**Problem requirements**
Edit the material below by replacing "Labeling instructions" with "Annotation guidelines" wherever it occurs, and leave everything else unchanged.

Dataset extracts labeled with boxes:
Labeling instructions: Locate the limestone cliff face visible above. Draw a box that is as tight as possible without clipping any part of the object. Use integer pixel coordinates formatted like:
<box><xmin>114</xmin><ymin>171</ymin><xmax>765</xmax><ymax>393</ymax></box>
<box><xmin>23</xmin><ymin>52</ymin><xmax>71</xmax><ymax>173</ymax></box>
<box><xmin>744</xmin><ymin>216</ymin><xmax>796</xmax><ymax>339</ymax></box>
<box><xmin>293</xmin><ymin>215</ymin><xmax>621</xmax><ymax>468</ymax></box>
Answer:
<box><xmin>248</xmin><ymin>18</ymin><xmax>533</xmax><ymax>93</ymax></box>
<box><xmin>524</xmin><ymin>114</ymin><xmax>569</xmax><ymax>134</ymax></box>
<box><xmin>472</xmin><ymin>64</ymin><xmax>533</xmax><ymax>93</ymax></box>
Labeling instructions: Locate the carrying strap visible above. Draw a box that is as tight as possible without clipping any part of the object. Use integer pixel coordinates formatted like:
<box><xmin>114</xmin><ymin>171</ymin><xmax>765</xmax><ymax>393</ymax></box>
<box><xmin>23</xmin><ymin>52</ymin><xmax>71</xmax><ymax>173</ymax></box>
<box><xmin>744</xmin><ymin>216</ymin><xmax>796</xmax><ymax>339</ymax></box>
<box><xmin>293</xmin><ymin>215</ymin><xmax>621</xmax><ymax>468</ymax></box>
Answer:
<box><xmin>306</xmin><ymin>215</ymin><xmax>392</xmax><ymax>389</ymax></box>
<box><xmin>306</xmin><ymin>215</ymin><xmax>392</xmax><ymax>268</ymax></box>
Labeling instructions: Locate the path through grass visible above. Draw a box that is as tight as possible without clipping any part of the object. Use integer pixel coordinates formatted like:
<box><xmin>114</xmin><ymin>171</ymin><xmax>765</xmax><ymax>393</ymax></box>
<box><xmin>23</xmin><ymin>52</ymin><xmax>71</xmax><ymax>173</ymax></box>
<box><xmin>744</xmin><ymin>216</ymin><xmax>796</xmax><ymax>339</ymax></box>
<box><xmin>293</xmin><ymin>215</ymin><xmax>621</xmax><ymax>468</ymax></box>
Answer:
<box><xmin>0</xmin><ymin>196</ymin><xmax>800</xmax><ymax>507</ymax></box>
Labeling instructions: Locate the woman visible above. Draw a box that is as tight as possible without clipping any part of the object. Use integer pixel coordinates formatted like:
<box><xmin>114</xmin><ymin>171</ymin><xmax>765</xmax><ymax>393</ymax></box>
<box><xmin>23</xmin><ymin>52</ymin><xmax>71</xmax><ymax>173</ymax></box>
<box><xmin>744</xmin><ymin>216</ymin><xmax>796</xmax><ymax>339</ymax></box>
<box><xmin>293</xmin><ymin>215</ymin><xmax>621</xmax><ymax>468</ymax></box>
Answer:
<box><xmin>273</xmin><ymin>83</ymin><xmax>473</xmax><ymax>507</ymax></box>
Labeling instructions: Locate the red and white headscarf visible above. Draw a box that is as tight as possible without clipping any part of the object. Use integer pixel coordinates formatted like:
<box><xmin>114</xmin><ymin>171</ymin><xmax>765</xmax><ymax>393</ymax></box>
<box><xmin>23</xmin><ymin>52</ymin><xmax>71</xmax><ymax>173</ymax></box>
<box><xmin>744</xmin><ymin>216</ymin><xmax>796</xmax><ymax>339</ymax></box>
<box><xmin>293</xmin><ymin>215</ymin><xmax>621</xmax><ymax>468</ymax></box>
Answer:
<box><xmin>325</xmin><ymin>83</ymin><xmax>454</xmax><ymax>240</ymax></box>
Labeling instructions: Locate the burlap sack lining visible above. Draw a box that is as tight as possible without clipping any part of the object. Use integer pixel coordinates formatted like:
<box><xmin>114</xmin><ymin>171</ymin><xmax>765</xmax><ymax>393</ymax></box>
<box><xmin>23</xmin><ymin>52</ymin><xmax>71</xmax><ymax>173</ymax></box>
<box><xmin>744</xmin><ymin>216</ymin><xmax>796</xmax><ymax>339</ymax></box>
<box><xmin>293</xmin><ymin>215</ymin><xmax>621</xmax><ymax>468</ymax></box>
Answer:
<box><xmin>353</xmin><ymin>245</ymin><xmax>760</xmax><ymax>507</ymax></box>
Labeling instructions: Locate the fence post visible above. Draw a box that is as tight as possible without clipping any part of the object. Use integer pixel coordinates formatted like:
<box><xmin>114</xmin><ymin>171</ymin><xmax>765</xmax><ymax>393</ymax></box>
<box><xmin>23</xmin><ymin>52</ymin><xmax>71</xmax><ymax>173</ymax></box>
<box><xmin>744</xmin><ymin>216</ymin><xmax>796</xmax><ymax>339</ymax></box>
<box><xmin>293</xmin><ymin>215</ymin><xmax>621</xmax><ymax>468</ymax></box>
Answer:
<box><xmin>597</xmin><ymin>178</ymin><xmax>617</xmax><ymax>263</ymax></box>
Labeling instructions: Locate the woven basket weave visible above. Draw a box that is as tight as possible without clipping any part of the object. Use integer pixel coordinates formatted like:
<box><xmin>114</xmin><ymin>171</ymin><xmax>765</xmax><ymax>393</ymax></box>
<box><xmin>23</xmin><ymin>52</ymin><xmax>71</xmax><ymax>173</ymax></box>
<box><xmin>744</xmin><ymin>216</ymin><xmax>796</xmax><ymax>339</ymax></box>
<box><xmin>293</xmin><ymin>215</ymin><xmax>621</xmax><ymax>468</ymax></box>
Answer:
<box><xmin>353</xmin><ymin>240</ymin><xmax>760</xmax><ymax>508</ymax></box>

**Complete answer**
Annotation guidelines: Locate the limestone cliff face visible above. Draw a box that is as tight as possible without clipping any part of the object. Use integer pixel coordinates formatted like:
<box><xmin>114</xmin><ymin>171</ymin><xmax>765</xmax><ymax>393</ymax></box>
<box><xmin>23</xmin><ymin>52</ymin><xmax>71</xmax><ymax>173</ymax></box>
<box><xmin>744</xmin><ymin>216</ymin><xmax>796</xmax><ymax>339</ymax></box>
<box><xmin>293</xmin><ymin>215</ymin><xmax>621</xmax><ymax>468</ymax></box>
Answer:
<box><xmin>248</xmin><ymin>18</ymin><xmax>533</xmax><ymax>93</ymax></box>
<box><xmin>524</xmin><ymin>114</ymin><xmax>569</xmax><ymax>134</ymax></box>
<box><xmin>472</xmin><ymin>64</ymin><xmax>533</xmax><ymax>93</ymax></box>
Annotation guidelines: Locate the carrying strap visible above. Draw a box that is as tight as possible without clipping any part of the object. Use integer pixel coordinates formatted like:
<box><xmin>114</xmin><ymin>171</ymin><xmax>765</xmax><ymax>393</ymax></box>
<box><xmin>23</xmin><ymin>52</ymin><xmax>71</xmax><ymax>173</ymax></box>
<box><xmin>744</xmin><ymin>216</ymin><xmax>796</xmax><ymax>339</ymax></box>
<box><xmin>293</xmin><ymin>215</ymin><xmax>621</xmax><ymax>468</ymax></box>
Answer:
<box><xmin>306</xmin><ymin>215</ymin><xmax>392</xmax><ymax>389</ymax></box>
<box><xmin>306</xmin><ymin>215</ymin><xmax>392</xmax><ymax>268</ymax></box>
Annotation guidelines: Locate the path through grass visible above. Draw a box that is as tight as possible without clipping any part of the object. Use integer pixel coordinates formatted like:
<box><xmin>114</xmin><ymin>171</ymin><xmax>765</xmax><ymax>393</ymax></box>
<box><xmin>23</xmin><ymin>52</ymin><xmax>71</xmax><ymax>173</ymax></box>
<box><xmin>744</xmin><ymin>216</ymin><xmax>796</xmax><ymax>339</ymax></box>
<box><xmin>293</xmin><ymin>215</ymin><xmax>621</xmax><ymax>468</ymax></box>
Answer:
<box><xmin>0</xmin><ymin>196</ymin><xmax>800</xmax><ymax>507</ymax></box>
Annotation guidelines: Locate the woman visible above. Draw a box that is as tight as possible without clipping any part of the object. Use integer pixel coordinates formatted like:
<box><xmin>114</xmin><ymin>171</ymin><xmax>765</xmax><ymax>393</ymax></box>
<box><xmin>23</xmin><ymin>52</ymin><xmax>71</xmax><ymax>173</ymax></box>
<box><xmin>744</xmin><ymin>216</ymin><xmax>796</xmax><ymax>339</ymax></box>
<box><xmin>293</xmin><ymin>215</ymin><xmax>621</xmax><ymax>468</ymax></box>
Answer:
<box><xmin>273</xmin><ymin>83</ymin><xmax>473</xmax><ymax>507</ymax></box>
Annotation guidelines: Locate the red and white headscarf visible above. Draw a box that is as tight as possible without clipping any part of the object. Use integer pixel coordinates formatted like:
<box><xmin>114</xmin><ymin>171</ymin><xmax>765</xmax><ymax>393</ymax></box>
<box><xmin>23</xmin><ymin>52</ymin><xmax>71</xmax><ymax>173</ymax></box>
<box><xmin>744</xmin><ymin>216</ymin><xmax>796</xmax><ymax>339</ymax></box>
<box><xmin>293</xmin><ymin>215</ymin><xmax>621</xmax><ymax>468</ymax></box>
Answer:
<box><xmin>325</xmin><ymin>83</ymin><xmax>454</xmax><ymax>240</ymax></box>
Annotation guidelines: Locate the burlap sack lining visible above. Draw a box that is as tight as possible without clipping any part of the object. Use integer pixel coordinates formatted like:
<box><xmin>114</xmin><ymin>171</ymin><xmax>765</xmax><ymax>393</ymax></box>
<box><xmin>23</xmin><ymin>52</ymin><xmax>71</xmax><ymax>173</ymax></box>
<box><xmin>744</xmin><ymin>216</ymin><xmax>796</xmax><ymax>339</ymax></box>
<box><xmin>293</xmin><ymin>215</ymin><xmax>621</xmax><ymax>468</ymax></box>
Answer:
<box><xmin>353</xmin><ymin>245</ymin><xmax>760</xmax><ymax>507</ymax></box>
Annotation guidelines: Locate the fence post visible above. Draw a box that is as tight as possible without clipping any part of the object. Use integer pixel coordinates formatted like:
<box><xmin>114</xmin><ymin>171</ymin><xmax>765</xmax><ymax>393</ymax></box>
<box><xmin>23</xmin><ymin>52</ymin><xmax>71</xmax><ymax>173</ymax></box>
<box><xmin>744</xmin><ymin>216</ymin><xmax>796</xmax><ymax>339</ymax></box>
<box><xmin>293</xmin><ymin>215</ymin><xmax>621</xmax><ymax>468</ymax></box>
Answer:
<box><xmin>597</xmin><ymin>178</ymin><xmax>617</xmax><ymax>263</ymax></box>
Annotation guidelines: Locate the woven basket weave visible above. Draw a box that is as tight as possible without clipping any part of the object. Use integer pixel coordinates formatted like:
<box><xmin>114</xmin><ymin>171</ymin><xmax>765</xmax><ymax>393</ymax></box>
<box><xmin>23</xmin><ymin>52</ymin><xmax>71</xmax><ymax>173</ymax></box>
<box><xmin>744</xmin><ymin>216</ymin><xmax>796</xmax><ymax>339</ymax></box>
<box><xmin>293</xmin><ymin>215</ymin><xmax>621</xmax><ymax>468</ymax></box>
Answer:
<box><xmin>353</xmin><ymin>240</ymin><xmax>760</xmax><ymax>508</ymax></box>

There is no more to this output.